▶ What to work on
Copying nothing before it, reproduce the line that holds "of the scattered" and every line after it in the data, exactly.
*** Records supplied ***
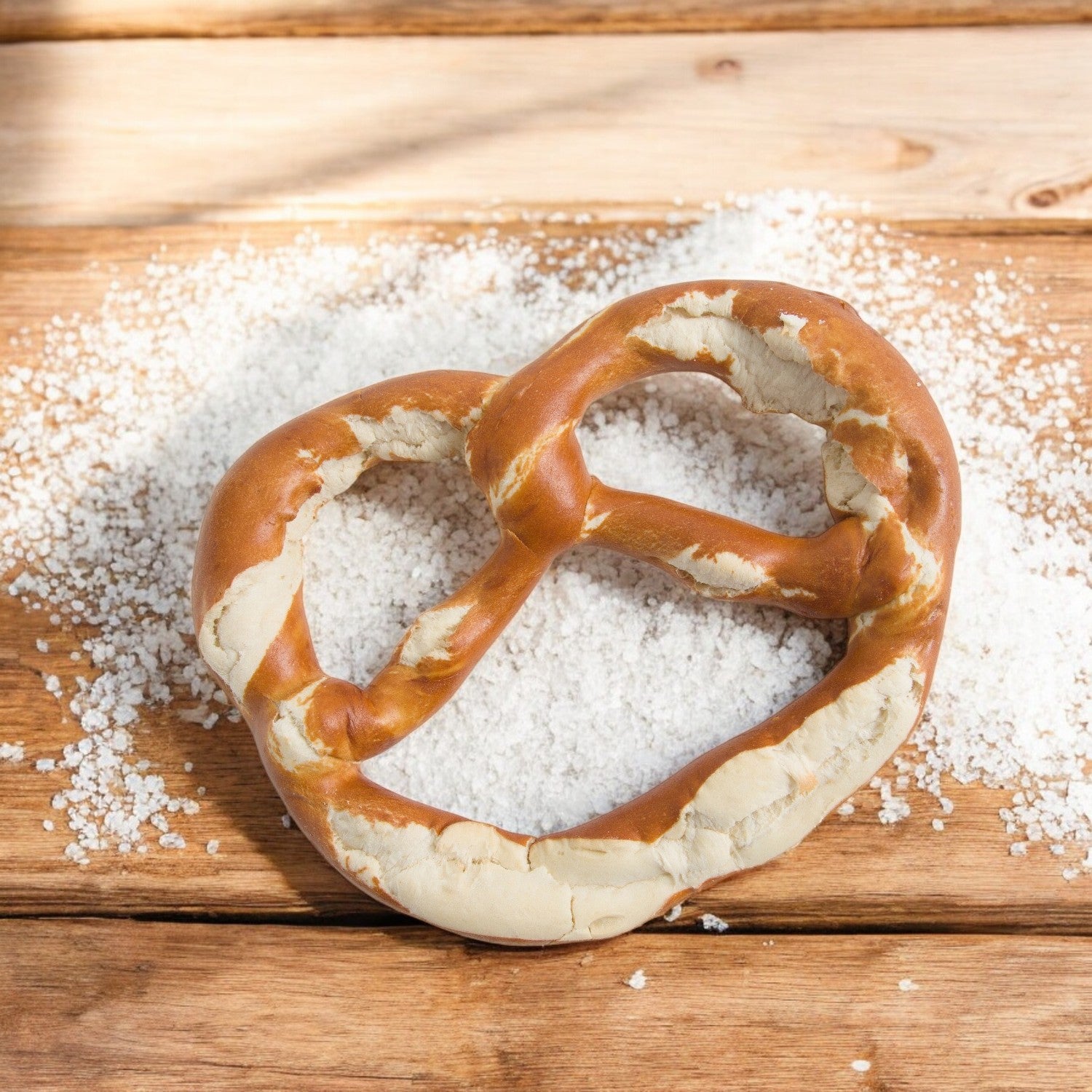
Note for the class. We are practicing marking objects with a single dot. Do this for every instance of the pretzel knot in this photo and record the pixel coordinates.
(891, 484)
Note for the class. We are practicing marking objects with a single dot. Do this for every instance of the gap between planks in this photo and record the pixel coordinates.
(32, 20)
(149, 1005)
(959, 122)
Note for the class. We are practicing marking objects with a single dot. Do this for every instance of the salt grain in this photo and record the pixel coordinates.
(554, 725)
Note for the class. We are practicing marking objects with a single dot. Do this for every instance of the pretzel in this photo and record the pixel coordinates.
(893, 486)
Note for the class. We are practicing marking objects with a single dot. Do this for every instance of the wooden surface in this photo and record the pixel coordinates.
(978, 142)
(162, 1006)
(927, 124)
(28, 20)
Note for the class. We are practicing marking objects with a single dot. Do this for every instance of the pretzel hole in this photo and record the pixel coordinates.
(401, 539)
(692, 435)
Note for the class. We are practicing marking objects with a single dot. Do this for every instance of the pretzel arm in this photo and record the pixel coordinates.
(834, 574)
(439, 650)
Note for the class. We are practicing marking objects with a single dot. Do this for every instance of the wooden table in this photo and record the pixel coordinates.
(259, 967)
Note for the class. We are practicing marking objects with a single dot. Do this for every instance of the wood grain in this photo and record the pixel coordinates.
(163, 1006)
(851, 874)
(31, 20)
(991, 122)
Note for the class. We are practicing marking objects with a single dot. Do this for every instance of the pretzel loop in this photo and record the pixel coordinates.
(890, 480)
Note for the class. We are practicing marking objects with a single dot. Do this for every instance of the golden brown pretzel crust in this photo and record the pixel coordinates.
(893, 484)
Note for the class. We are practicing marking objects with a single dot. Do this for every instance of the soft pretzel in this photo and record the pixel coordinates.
(890, 480)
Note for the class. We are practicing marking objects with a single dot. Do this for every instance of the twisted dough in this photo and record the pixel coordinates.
(890, 480)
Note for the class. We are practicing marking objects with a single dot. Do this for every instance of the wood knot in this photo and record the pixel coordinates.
(720, 68)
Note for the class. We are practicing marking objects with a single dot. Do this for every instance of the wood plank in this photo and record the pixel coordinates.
(923, 124)
(135, 1006)
(35, 20)
(852, 873)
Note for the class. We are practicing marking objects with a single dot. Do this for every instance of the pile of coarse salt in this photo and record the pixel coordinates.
(612, 676)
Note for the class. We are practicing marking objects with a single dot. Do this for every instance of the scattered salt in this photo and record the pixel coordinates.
(152, 413)
(713, 924)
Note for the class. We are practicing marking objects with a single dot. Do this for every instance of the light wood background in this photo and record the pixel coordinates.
***
▶ Task result
Note for the class. We are practicing marking objects with a single dot. Do this for every instance of the scattered salt in this photo and record the pixel coordinates.
(152, 413)
(713, 924)
Note for the class. We are practicing marking objects with a single dot. Do this for every instance of the light wood background in this photo and record the pixel coordinates.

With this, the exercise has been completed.